SOURCE DATA START

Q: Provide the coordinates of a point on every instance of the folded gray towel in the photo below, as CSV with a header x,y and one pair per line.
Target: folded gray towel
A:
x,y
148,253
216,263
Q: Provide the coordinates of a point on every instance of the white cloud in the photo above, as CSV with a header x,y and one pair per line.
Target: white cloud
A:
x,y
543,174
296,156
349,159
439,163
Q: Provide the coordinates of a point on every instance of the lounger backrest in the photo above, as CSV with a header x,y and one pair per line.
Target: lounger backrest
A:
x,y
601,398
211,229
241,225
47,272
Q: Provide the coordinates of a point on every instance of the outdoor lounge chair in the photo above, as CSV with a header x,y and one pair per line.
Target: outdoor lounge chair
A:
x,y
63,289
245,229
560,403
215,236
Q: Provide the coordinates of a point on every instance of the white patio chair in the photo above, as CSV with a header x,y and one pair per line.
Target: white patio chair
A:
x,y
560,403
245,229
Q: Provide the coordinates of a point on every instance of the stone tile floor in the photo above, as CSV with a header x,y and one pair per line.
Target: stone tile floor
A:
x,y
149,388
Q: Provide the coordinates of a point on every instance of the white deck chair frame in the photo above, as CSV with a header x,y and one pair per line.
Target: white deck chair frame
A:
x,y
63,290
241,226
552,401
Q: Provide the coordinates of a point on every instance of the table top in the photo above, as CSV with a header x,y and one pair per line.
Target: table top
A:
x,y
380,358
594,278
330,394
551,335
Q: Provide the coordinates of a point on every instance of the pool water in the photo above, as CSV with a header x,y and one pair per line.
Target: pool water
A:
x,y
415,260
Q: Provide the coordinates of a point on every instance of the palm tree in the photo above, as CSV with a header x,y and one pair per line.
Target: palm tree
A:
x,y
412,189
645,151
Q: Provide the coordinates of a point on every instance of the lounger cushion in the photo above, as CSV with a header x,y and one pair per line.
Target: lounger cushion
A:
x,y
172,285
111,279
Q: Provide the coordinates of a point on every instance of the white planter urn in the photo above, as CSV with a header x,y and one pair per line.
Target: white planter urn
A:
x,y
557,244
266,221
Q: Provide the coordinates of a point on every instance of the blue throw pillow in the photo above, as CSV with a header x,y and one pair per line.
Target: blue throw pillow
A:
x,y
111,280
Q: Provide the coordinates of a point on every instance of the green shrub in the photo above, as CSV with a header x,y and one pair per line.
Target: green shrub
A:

SOURCE DATA END
SOURCE DATA START

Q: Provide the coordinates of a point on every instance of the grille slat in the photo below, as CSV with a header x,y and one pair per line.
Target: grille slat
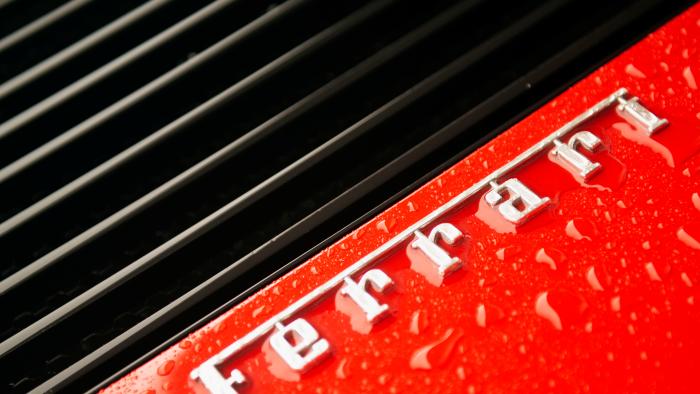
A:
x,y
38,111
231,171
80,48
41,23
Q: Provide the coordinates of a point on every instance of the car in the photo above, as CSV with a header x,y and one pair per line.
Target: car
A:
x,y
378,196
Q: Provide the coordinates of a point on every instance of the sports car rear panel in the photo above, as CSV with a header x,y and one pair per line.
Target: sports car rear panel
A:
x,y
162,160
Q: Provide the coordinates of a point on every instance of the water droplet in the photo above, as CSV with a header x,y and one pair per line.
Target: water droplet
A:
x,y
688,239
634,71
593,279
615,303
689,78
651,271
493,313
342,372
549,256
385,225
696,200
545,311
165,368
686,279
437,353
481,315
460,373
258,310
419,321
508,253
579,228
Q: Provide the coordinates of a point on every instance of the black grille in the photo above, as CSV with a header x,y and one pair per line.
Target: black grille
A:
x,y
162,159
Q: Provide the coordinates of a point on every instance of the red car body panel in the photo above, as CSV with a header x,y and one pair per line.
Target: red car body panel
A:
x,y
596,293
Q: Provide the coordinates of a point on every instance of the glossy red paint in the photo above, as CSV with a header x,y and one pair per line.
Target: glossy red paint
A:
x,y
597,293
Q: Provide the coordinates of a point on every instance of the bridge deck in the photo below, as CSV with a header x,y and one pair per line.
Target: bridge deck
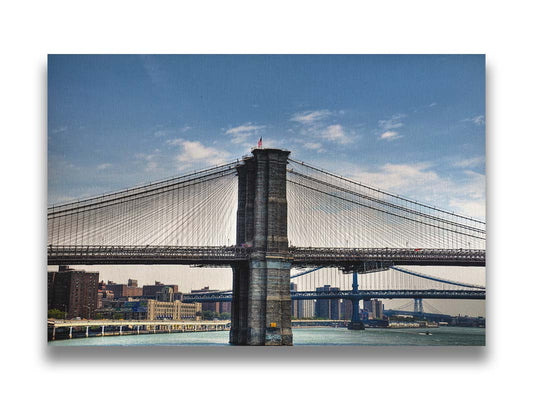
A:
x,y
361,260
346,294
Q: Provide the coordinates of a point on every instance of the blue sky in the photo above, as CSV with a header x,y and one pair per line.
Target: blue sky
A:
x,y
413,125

SOURCE DATA END
SOURCE DATA START

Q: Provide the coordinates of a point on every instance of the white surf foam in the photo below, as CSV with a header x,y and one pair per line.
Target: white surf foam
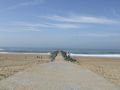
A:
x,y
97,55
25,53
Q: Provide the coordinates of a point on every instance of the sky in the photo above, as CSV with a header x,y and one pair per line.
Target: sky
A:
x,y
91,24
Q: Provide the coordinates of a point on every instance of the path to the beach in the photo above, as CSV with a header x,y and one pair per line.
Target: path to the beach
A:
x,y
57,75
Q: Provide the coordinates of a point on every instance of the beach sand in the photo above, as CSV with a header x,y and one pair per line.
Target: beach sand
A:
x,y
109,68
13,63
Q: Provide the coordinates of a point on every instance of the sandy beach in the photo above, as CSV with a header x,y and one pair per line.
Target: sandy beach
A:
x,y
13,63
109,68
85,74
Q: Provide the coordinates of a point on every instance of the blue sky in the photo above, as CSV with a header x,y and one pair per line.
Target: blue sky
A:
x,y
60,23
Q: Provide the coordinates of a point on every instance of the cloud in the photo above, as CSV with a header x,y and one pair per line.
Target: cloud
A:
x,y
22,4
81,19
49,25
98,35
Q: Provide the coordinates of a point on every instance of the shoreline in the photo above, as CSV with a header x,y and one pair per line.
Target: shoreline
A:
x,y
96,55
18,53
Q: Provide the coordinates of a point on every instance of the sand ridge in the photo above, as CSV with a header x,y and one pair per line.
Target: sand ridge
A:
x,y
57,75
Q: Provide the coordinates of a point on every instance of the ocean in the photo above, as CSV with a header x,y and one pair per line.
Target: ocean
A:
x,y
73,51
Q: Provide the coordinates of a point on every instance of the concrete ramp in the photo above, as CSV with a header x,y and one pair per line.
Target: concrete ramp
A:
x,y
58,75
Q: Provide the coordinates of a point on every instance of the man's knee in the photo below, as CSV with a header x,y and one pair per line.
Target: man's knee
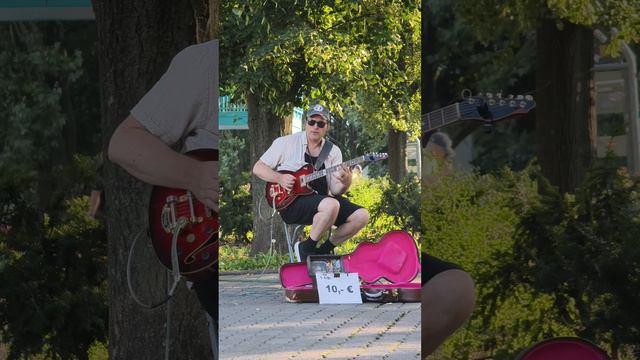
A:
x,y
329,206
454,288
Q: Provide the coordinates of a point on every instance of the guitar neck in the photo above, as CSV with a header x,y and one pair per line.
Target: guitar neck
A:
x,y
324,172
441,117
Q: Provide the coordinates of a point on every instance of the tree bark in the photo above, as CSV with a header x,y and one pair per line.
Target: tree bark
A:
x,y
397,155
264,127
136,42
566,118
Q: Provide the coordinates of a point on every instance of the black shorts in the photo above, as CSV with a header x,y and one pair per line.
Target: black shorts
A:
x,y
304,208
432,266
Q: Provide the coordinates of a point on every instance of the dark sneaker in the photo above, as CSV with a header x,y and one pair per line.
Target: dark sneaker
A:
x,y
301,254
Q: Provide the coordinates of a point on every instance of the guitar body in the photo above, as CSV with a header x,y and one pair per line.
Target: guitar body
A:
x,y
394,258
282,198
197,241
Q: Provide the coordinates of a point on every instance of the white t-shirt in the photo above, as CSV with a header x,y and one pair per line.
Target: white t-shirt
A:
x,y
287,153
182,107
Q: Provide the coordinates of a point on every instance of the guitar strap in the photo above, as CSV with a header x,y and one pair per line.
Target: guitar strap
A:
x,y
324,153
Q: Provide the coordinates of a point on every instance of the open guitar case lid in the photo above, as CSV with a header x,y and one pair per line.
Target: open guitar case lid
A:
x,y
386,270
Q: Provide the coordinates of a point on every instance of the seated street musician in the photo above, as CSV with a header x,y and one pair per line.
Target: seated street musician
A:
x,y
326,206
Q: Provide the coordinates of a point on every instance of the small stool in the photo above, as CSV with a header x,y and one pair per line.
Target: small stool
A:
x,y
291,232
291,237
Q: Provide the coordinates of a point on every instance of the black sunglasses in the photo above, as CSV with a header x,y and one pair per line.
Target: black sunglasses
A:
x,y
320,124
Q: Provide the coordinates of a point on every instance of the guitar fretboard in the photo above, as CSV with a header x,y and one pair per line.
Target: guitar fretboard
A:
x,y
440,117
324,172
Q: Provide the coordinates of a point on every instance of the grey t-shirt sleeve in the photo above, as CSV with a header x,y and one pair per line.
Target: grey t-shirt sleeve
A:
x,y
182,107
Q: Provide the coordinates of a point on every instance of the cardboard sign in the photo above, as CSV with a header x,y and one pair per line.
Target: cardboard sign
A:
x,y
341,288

SOURCE DATA END

EXERCISE INSTRUCTIONS:
Every line that contains the string "sandy" should be returned from the data.

SOLUTION TO THE PROBLEM:
Q: Provide the coordinates of a point on every instance of the sandy beach in the photo above, as CSV with a header x,y and one pair per line.
Target: sandy beach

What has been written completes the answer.